## START The data

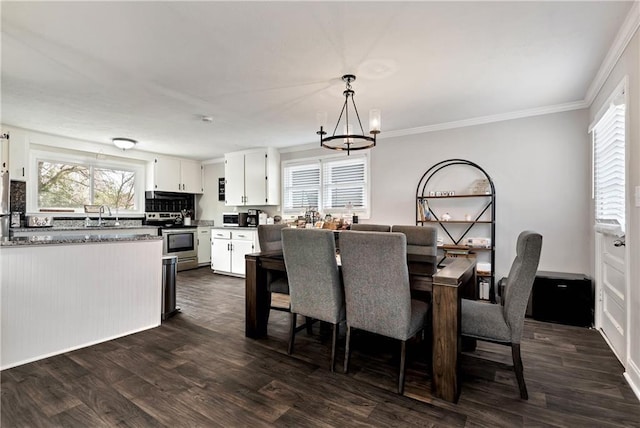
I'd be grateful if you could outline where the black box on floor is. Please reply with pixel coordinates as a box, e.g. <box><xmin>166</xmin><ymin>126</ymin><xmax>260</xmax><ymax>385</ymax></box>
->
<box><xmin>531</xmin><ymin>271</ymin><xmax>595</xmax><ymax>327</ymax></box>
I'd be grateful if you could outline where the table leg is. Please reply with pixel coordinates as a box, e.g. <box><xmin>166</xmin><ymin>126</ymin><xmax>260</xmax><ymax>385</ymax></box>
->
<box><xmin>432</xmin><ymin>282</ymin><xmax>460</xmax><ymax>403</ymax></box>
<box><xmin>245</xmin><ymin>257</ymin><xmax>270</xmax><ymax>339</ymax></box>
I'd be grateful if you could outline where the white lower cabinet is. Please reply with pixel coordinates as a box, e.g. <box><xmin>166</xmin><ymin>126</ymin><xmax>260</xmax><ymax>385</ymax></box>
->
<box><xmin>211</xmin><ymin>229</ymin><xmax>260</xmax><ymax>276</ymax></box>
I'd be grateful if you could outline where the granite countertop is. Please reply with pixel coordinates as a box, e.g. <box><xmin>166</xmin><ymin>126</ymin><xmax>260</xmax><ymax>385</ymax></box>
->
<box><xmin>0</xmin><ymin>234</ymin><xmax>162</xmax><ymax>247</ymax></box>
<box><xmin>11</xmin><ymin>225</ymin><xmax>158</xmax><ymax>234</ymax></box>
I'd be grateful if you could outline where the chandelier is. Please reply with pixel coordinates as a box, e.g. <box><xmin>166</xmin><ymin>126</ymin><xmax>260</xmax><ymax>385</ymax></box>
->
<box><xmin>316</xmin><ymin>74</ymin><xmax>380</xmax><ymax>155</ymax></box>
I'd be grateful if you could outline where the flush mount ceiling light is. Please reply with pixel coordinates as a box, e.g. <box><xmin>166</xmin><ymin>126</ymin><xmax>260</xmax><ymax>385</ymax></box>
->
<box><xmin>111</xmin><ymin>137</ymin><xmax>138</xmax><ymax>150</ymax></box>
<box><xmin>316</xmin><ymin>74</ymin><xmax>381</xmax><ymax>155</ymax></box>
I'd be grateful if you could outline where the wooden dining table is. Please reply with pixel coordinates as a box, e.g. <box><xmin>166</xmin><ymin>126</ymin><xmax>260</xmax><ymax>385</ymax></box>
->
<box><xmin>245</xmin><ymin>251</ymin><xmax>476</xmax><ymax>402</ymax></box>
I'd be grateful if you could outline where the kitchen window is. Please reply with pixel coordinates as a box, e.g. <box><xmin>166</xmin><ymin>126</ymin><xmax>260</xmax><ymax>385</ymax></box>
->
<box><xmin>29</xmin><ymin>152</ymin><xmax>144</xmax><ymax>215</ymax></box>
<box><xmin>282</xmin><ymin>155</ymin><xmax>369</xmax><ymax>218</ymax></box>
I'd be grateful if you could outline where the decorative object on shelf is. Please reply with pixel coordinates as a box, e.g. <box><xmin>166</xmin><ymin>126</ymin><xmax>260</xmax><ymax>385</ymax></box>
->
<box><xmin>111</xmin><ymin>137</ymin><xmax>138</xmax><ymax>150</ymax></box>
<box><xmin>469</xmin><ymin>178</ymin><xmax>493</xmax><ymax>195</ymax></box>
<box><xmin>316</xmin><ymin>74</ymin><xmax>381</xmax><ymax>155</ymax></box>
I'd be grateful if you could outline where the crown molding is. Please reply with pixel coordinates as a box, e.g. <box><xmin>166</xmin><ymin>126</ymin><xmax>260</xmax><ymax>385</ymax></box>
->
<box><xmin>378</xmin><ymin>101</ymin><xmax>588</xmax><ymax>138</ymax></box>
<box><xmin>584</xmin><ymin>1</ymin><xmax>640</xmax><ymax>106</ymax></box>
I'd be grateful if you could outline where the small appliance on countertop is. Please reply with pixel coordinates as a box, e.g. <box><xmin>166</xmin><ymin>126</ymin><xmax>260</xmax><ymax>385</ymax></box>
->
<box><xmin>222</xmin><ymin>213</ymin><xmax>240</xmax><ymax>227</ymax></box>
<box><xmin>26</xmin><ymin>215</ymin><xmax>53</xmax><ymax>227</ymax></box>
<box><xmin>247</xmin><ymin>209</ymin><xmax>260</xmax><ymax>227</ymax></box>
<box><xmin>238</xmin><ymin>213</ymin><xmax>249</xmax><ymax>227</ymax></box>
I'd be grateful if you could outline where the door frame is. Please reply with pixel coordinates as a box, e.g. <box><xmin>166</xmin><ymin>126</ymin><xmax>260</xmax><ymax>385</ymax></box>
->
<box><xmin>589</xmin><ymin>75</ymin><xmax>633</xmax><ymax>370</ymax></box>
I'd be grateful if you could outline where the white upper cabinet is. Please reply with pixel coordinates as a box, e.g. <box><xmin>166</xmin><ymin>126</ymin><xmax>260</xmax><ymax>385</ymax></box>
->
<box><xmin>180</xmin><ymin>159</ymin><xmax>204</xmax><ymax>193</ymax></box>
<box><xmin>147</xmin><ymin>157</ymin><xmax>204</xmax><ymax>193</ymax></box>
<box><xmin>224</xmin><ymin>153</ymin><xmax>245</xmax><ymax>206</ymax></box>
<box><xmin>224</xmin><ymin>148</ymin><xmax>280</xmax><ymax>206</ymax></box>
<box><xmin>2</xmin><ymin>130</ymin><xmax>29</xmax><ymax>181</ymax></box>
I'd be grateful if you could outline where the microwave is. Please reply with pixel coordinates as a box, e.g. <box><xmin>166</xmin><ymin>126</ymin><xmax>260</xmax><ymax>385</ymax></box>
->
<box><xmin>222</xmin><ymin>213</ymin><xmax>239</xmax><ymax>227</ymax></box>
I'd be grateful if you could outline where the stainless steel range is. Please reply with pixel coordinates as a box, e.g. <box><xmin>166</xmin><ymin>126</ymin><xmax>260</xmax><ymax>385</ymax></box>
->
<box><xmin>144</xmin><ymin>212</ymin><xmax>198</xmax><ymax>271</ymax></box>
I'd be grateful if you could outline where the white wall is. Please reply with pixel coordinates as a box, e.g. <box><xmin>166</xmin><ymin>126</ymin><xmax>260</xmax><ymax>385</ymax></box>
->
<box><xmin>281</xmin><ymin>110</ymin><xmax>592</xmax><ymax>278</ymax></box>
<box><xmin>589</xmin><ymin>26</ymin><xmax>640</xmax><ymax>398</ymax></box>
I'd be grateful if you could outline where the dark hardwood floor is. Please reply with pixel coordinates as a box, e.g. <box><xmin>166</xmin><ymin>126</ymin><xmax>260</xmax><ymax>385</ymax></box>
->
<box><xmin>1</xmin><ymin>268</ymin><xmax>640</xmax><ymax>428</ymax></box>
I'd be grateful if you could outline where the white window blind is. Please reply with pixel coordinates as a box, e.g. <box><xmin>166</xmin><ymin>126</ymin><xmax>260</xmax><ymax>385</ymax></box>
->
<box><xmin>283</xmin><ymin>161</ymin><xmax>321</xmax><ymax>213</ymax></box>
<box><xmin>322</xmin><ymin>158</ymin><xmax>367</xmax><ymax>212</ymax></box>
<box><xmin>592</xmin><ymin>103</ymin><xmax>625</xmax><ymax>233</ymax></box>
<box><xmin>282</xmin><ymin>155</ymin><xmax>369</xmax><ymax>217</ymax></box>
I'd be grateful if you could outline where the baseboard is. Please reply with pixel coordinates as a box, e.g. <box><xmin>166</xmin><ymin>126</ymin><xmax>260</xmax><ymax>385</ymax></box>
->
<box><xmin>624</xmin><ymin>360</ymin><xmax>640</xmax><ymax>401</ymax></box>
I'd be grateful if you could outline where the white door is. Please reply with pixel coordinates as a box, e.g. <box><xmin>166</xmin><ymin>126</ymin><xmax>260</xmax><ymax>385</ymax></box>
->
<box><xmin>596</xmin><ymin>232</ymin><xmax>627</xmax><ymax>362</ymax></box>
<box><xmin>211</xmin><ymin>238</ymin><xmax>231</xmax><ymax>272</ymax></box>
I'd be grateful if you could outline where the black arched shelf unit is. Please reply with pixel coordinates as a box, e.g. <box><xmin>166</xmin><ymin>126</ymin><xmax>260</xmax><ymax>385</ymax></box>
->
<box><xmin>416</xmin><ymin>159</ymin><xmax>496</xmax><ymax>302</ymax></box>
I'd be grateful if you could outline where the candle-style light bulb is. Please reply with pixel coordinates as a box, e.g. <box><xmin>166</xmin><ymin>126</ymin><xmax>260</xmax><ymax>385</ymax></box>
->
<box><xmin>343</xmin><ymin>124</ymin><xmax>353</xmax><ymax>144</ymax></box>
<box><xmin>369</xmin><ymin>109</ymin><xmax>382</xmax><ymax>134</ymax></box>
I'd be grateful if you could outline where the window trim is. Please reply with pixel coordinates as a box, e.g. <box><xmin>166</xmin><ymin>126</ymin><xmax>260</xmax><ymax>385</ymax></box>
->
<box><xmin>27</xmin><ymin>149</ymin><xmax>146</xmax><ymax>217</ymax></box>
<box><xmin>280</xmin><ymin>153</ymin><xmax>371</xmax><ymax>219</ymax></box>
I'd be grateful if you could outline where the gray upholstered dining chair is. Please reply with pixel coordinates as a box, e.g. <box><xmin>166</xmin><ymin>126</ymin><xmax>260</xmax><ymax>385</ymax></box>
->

## END The data

Aim of the exercise: Could you format the records, from the line containing "I'd be grateful if you could outline where the gray" up to and including the last line of the records, as a Markdown table with two columns, "Row" for the line number and "Line" for the text, leaving out any blank lines?

Right answer:
| Row | Line |
|---|---|
| 1 | I'd be grateful if you could outline where the gray upholstered dining chair is. Please reply with pixel coordinates as a box, e.g. <box><xmin>166</xmin><ymin>126</ymin><xmax>260</xmax><ymax>385</ymax></box> |
| 2 | -> |